+++ DOKUMEN

TEMPO.CO, Jakarta - Ekonom dari Institute for Development of Economics and Finance (Indef), Bhima Yudhistira Adhinegara, khawatir perombakan jajaran direksi PT Pertamina (Persero) bakal berpengaruh buruk pada kinerja perusahaan. "Pasti akan mempengaruhi kebijakan-kebijakan strategis Pertamina ke depannya kalau umur jabatan direksinya pendek-pendek. Karena harus sibuk melakukan penyesuaian arahan direksi baru,” kata Bhima kepada Tempo, Ahad, 22 April 2018.

++++++
+++ DATA MENTAH

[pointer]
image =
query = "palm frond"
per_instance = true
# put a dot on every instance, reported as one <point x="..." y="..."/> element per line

++++++
+++ DATA MENTAH

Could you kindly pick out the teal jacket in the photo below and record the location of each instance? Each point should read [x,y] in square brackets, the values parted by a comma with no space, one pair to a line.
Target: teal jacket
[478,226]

++++++

» **SOAL TERTULIS 1**: Tuliskan kembali dengan persis bagian berita tentang perombakan direksi Pertamina, mulai dari "TEMPO.CO, Jakarta - Ekonom" dan berakhir pada "22 April 2018.".
» **SOAL TERTULIS 2**: Lanjutkan berita tentang perombakan direksi Pertamina setelah kalimat terakhir yang tertera.

» **KELUARAN YANG DIHARAPKAN 1**:
TEMPO.CO, Jakarta - Ekonom dari Institute for Development of Economics and Finance (Indef), Bhima Yudhistira Adhinegara, khawatir perombakan jajaran direksi PT Pertamina (Persero) bakal berpengaruh buruk pada kinerja perusahaan. "Pasti akan mempengaruhi kebijakan-kebijakan strategis Pertamina ke depannya kalau umur jabatan direksinya pendek-pendek. Karena harus sibuk melakukan penyesuaian arahan direksi baru,” kata Bhima kepada Tempo, Ahad, 22 April 2018.

» **KELUARAN YANG DIHARAPKAN 2**:
Pernyataan Bhima menanggapi perombakan jajaran direksi Pertamina pada Jumat pekan lalu. Selain Elia Massa Manik yang dicopot dari jabatan Direktur Utama, ada empat direktur yang diganti melalui Rapat Umum Pemegang Saham Luar Biasa perusahaan pelat merah itu. Untuk sementara, Kementerian BUMN menunjuk Nicke Widyawati sebagai pelaksana tugas Direktur Utama sekaligus Direktur SDM.
Baca: Dirut Pertamina Diganti, Said Didu: Sarat Kepentingan Politik
Setidaknya ada sejumlah alasan Kementerian BUMN mengganti lima direktur Pertamina itu. Pertama, bagian dari upaya mempercepat proses pembentukan perusahaan induk (holding) di sektor minyak dan gas. Kedua, perkembangan kondisi terakhir kejadian kecelakaan pipa di Balikpapan dan kelangkaan bahan bakar minyak (BBM).
Bhima menjelaskan Massa Manik tercatat menjabat Direktur Utama Pertamina selama 13 bulan. Direktur utama sebelumnya, Dwi Soetjipto, hanya memimpin perusahaan minyak nasional itu selama dua tahun.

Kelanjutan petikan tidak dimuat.